## 文本块
━━━━
Operating System (8) : 文件系统

June 07, 2016

了解文件系统的具体实现，与进程管理等的关系，了解缓存对操作系统IO访问的性能改进，了解虚拟文件系统（VFS）、buffer cache和disk driver之间的关系。

概要

掌握基本的文件系统系统调用的实现方法；
了解一个基于索引节点组织方式的Simple FS文件系统的设计与实现；
了解文件系统抽象层-VFS的设计与实现

1: 完成读文件操作的实现

在sfsinode.c::sfsionolock中，先判断开头大小，如果小于一块，就直接调用bufio后返回。如果大于一块，中间的每块也用调用blkio。直到最后块，此时判断结尾块大小，然后继续调用bufio。ret表示是否操作成功，alen表示长度。

对于UNIX的PIPE机制，可在管道内使用以下变量，读、写指针，互斥锁，缓冲区。读写指针表示数组的读入读出位置，当读写指针重合时，挂起正在读的进程。此时使用互斥锁保证一个进程在操作时不会有其他进程同时操作，并且使写入操作完成后唤醒读进程。

kern/fs/sfs/sfs_inode.c

/*  
 * sfs_io_nolock - Rd/Wr a file contentfrom offset position to offset+ length  disk blocks<-->buffer (in memroy)
━━━━
已存条目
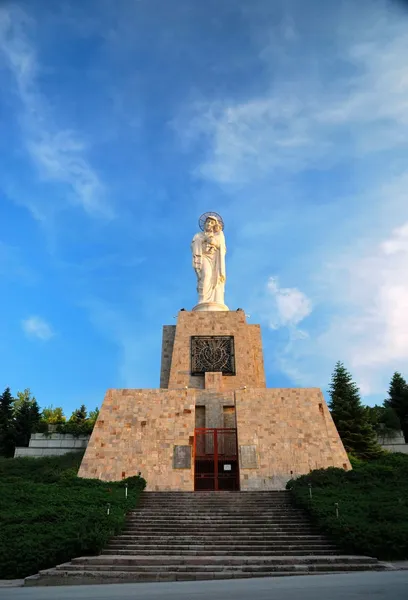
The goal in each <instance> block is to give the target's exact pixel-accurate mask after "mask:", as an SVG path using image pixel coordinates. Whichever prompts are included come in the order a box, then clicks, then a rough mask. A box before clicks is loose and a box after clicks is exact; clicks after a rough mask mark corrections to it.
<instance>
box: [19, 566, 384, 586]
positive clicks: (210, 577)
mask: <svg viewBox="0 0 408 600" xmlns="http://www.w3.org/2000/svg"><path fill="white" fill-rule="evenodd" d="M370 570H379V569H378V568H376V567H372V566H370V565H367V566H366V567H365V566H364V565H361V567H358V568H355V567H349V566H346V567H344V566H343V565H338V568H337V569H330V570H327V569H325V568H324V567H323V568H322V569H313V570H311V569H304V568H295V569H293V570H291V571H285V570H282V571H281V570H273V571H249V572H248V571H239V570H236V571H235V570H234V571H230V570H223V571H215V572H214V571H205V572H204V571H203V572H183V571H153V572H144V571H141V572H140V571H139V572H138V571H133V572H128V571H125V572H123V571H112V570H106V571H102V570H101V571H89V570H82V571H74V572H70V571H59V570H54V571H53V570H50V571H48V572H46V573H43V574H42V575H33V576H31V577H27V578H26V580H25V585H26V586H37V585H41V586H44V585H52V586H57V585H96V584H110V583H111V584H114V583H149V582H155V581H156V582H164V581H204V580H211V579H213V580H222V579H248V578H251V577H287V576H288V575H290V576H291V577H299V576H307V575H310V574H316V573H317V572H318V573H321V574H323V573H330V574H332V575H335V574H336V573H337V574H340V573H344V572H351V571H370Z"/></svg>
━━━━
根据文本块回答：
1. 在读文件操作的实现中，ret表示什么？
2. 对于UNIX的PIPE机制，管道内可以使用哪些变量？
3. 当读写指针重合时，会发生什么？
作答时只依据文本块。

1. ret表示是否操作成功。
2. 读、写指针，互斥锁，缓冲区。
3. 挂起正在读的进程。